**EXERCISE DETAILS**
Switch "instance" to "occurrence" in everything from the line containing "Can you see the window sill" down to the line containing "x=407, y=34", and give back those lines with nothing else changed.
========================================
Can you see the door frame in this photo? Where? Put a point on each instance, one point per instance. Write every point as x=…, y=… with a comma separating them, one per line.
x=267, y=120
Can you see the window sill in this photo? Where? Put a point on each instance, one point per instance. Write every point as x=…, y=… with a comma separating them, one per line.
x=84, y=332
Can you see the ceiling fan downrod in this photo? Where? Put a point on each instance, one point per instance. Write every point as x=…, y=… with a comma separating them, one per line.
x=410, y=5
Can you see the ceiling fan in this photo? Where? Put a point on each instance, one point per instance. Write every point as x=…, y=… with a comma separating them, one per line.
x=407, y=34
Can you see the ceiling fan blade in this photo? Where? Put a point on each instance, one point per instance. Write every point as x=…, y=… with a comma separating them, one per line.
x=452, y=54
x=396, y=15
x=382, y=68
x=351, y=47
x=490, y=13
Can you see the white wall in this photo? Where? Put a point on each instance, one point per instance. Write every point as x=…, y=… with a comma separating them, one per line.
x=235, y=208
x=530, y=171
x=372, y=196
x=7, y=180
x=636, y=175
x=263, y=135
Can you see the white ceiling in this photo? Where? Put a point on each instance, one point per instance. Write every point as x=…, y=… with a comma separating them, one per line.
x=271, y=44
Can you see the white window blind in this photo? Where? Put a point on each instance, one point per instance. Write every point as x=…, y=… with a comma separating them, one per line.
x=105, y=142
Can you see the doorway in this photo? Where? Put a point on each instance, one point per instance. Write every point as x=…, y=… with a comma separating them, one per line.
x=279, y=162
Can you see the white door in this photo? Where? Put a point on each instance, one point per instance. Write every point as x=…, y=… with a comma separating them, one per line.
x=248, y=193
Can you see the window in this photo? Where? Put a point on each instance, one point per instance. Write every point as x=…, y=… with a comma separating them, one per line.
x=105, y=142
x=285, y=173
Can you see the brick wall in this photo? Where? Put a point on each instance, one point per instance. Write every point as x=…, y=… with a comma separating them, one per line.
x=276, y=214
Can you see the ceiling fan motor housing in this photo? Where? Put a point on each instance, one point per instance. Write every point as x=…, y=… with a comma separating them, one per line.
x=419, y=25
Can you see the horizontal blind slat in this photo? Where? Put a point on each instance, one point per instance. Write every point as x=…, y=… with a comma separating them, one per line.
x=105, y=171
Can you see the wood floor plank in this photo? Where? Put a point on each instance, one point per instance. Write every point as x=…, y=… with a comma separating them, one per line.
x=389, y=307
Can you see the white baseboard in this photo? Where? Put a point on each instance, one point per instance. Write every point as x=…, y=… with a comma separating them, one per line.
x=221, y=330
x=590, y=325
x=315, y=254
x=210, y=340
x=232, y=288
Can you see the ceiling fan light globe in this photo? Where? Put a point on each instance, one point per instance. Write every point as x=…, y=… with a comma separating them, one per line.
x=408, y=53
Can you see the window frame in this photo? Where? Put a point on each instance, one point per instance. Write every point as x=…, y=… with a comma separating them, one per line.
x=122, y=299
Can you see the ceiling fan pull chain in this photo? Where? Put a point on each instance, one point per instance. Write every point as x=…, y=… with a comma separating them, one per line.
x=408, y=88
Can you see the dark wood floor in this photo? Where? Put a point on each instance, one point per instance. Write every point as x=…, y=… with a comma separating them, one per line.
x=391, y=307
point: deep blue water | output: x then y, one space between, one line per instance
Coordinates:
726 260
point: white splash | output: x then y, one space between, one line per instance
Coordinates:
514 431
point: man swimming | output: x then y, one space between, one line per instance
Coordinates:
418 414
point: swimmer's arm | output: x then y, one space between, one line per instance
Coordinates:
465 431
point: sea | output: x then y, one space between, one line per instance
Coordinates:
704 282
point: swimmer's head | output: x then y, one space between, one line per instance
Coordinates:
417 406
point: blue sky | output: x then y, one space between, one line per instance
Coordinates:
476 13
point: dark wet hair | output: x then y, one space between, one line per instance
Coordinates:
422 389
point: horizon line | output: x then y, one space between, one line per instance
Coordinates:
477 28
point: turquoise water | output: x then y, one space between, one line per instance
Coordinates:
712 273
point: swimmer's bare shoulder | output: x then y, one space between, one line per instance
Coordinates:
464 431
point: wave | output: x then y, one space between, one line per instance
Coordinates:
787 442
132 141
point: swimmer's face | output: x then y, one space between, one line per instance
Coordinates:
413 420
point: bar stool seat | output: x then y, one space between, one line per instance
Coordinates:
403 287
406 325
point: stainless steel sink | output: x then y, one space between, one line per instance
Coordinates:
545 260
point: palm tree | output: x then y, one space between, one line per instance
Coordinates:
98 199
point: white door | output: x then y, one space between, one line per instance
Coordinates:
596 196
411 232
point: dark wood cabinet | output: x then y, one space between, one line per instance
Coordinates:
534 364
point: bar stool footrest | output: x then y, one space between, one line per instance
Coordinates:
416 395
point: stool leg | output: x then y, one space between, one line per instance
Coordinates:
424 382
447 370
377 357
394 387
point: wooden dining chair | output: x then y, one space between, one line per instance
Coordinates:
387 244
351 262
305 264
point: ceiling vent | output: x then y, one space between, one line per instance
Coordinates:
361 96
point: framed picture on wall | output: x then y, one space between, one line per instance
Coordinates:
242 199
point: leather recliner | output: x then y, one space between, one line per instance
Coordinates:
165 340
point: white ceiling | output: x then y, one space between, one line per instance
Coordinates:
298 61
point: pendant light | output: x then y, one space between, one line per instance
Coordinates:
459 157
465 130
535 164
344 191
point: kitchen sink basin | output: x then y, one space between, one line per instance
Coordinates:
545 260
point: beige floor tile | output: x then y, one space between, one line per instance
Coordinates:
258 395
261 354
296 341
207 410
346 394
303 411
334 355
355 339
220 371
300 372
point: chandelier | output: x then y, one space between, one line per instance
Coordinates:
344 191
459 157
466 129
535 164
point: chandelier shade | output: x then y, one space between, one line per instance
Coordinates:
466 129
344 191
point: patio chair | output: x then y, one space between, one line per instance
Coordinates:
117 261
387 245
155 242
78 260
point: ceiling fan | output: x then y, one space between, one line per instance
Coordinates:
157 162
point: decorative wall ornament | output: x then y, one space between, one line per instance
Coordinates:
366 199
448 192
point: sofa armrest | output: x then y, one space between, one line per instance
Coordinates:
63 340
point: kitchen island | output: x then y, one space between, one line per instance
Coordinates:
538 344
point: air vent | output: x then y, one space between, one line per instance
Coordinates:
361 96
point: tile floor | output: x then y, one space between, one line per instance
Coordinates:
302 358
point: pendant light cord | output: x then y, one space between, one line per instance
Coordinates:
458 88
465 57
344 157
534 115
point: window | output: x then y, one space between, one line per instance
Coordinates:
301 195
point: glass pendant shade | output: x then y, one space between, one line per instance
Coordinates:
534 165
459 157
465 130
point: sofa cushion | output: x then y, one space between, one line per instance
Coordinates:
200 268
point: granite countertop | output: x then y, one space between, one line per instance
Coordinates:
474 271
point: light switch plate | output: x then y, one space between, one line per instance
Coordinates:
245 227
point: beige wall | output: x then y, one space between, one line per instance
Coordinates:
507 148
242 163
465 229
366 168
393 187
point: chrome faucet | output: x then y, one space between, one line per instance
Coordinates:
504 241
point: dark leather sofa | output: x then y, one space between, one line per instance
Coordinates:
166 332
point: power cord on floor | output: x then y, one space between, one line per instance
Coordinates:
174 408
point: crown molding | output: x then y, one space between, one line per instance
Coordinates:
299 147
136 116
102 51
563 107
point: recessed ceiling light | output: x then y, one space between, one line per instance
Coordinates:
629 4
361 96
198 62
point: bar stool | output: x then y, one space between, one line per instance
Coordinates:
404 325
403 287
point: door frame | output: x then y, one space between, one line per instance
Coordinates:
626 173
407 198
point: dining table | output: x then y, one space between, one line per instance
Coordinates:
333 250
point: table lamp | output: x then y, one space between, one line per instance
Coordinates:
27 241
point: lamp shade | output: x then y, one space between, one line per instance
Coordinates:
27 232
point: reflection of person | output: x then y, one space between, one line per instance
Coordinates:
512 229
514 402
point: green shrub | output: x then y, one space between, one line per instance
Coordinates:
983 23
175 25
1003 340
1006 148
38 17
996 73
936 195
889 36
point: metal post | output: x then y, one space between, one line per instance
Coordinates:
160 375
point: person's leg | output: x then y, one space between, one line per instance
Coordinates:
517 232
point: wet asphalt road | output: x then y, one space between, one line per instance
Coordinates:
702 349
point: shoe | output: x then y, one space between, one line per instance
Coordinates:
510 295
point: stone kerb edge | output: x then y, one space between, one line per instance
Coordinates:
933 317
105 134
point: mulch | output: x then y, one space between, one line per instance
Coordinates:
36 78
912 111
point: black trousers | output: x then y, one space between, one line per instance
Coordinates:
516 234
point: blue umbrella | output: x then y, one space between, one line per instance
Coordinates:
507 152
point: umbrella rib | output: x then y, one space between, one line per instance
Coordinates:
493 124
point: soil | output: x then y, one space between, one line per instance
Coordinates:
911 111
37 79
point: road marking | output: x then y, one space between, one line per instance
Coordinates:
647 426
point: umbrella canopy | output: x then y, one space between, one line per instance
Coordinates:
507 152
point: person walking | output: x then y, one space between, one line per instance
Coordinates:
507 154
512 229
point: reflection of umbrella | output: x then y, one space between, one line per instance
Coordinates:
========================================
**REPLY**
Can you see the window sill in this photo? Where? Put a point on each occurrence, one point per occurrence. Write every point as x=…, y=… with a comma separating them, one per line.
x=84, y=332
Can you see the ceiling fan downrod in this photo? Where? Put a point on each occurrence, one point per occurrence. Write every point as x=…, y=… with a comma separating them, one per line.
x=410, y=5
Can you see the ceiling fan in this photo? Where? Put a point on each occurrence, one point per occurrence. Write every point as x=…, y=… with a comma separating them, one per line.
x=407, y=34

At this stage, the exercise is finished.